REQUEST:
Give back every line of the records below verbatim, from start to finish, omitting the pictures.

(A sequence of records)
○ ○ ○
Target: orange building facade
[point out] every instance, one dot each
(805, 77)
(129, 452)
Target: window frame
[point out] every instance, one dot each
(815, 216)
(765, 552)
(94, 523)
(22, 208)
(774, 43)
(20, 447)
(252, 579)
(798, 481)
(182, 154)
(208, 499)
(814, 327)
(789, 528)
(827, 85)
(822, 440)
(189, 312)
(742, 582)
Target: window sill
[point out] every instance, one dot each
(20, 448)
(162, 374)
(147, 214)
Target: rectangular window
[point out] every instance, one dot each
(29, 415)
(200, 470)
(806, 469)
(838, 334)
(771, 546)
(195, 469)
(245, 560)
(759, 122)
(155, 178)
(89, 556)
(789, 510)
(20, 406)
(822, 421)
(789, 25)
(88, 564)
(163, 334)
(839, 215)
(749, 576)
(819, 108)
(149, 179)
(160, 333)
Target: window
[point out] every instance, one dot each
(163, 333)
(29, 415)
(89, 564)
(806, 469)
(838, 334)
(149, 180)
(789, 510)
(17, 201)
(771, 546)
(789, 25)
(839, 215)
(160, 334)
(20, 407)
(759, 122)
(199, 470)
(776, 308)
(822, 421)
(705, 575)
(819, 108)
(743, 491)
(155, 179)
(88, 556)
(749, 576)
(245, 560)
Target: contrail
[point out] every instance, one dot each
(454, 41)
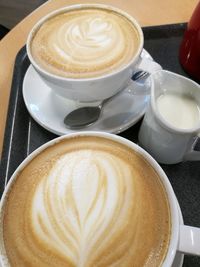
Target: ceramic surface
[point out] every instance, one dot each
(123, 111)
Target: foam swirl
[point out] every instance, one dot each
(85, 43)
(87, 202)
(81, 204)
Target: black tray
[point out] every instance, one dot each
(23, 135)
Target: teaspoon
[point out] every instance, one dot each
(85, 116)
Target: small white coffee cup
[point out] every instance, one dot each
(183, 238)
(88, 89)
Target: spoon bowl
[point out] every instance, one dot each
(86, 116)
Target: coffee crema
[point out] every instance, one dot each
(85, 43)
(85, 202)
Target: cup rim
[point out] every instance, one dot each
(175, 224)
(79, 6)
(159, 118)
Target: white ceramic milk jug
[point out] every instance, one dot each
(172, 120)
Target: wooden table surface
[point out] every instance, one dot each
(147, 12)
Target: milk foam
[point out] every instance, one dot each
(87, 202)
(85, 43)
(79, 202)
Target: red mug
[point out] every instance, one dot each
(190, 46)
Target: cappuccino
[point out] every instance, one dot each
(85, 42)
(87, 201)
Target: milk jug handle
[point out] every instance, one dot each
(189, 241)
(192, 155)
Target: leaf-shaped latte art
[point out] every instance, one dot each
(84, 203)
(85, 43)
(87, 202)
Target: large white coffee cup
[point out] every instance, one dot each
(183, 238)
(89, 89)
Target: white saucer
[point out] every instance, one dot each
(119, 114)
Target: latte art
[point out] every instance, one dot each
(87, 202)
(85, 43)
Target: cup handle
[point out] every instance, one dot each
(189, 240)
(192, 155)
○ ○ ○
RESULT FOR THIS TASK:
Target: orange building facade
[point out] every instance, one dot each
(805, 77)
(129, 452)
Target: window frame
[point out] every instance, one dot each
(815, 216)
(765, 552)
(94, 523)
(22, 208)
(774, 43)
(20, 447)
(252, 579)
(798, 481)
(182, 154)
(208, 499)
(814, 327)
(789, 528)
(827, 85)
(822, 440)
(189, 312)
(742, 582)
Target: window sill
[point out] every instance, one dot each
(20, 448)
(162, 374)
(147, 214)
Target: rectangular window
[point out] every instance, one dot each
(29, 415)
(200, 470)
(806, 469)
(838, 334)
(771, 546)
(195, 469)
(245, 560)
(759, 122)
(155, 178)
(89, 556)
(789, 510)
(20, 406)
(822, 421)
(789, 25)
(88, 564)
(163, 334)
(839, 215)
(749, 576)
(819, 108)
(149, 179)
(160, 333)
Target: window
[point out] every instance, one dot each
(163, 333)
(29, 415)
(89, 564)
(806, 469)
(838, 334)
(149, 180)
(789, 510)
(17, 201)
(771, 546)
(789, 25)
(839, 215)
(160, 334)
(20, 407)
(759, 122)
(199, 470)
(776, 308)
(822, 421)
(705, 575)
(819, 108)
(743, 491)
(155, 179)
(88, 556)
(749, 576)
(245, 560)
Target: contrail
[point out] every instance, one dot each
(454, 41)
Target: ceramic surface
[point out] every instance, one dot each
(123, 111)
Target: foam swirl
[point out] every instance, one dot each
(85, 43)
(87, 202)
(81, 204)
Target: black tray
[point out] every instance, one dot each
(23, 135)
Target: teaspoon
[point out] every instance, one dot each
(85, 116)
Target: small white coffee cup
[point out] every instance, one dot each
(183, 238)
(88, 89)
Target: spoon bowl
[point out] every instance, one dot each
(86, 116)
Target: coffee crema
[point out] every instance, one dot each
(85, 43)
(85, 202)
Target: cup rim
[point out] every instance, one dot each
(175, 224)
(79, 6)
(159, 118)
Target: white ceramic milk jug
[point out] every instance, one dot each
(172, 120)
Target: wooden table surface
[point out] every instance, one dot each
(147, 12)
Target: milk foam
[point out] every instance, one dot each
(87, 202)
(85, 43)
(79, 202)
Target: red mug
[point out] every instance, one dot each
(190, 46)
Target: cappuccino
[point out] every instance, one dot each
(85, 42)
(87, 201)
Target: milk jug handle
[point out] every instance, one dot each
(189, 241)
(192, 155)
Target: leaf-shaped latte art
[point out] every instance, one dot each
(84, 203)
(85, 43)
(87, 202)
Target: large white coffee cup
[point out] every instance, one dot each
(183, 238)
(89, 89)
Target: white saucer
[point out] every instance, one dot each
(119, 114)
Target: latte art
[point out] every instance, one dot each
(87, 202)
(85, 43)
Target: cup handle
[point out] every instance, one dot each
(189, 240)
(192, 155)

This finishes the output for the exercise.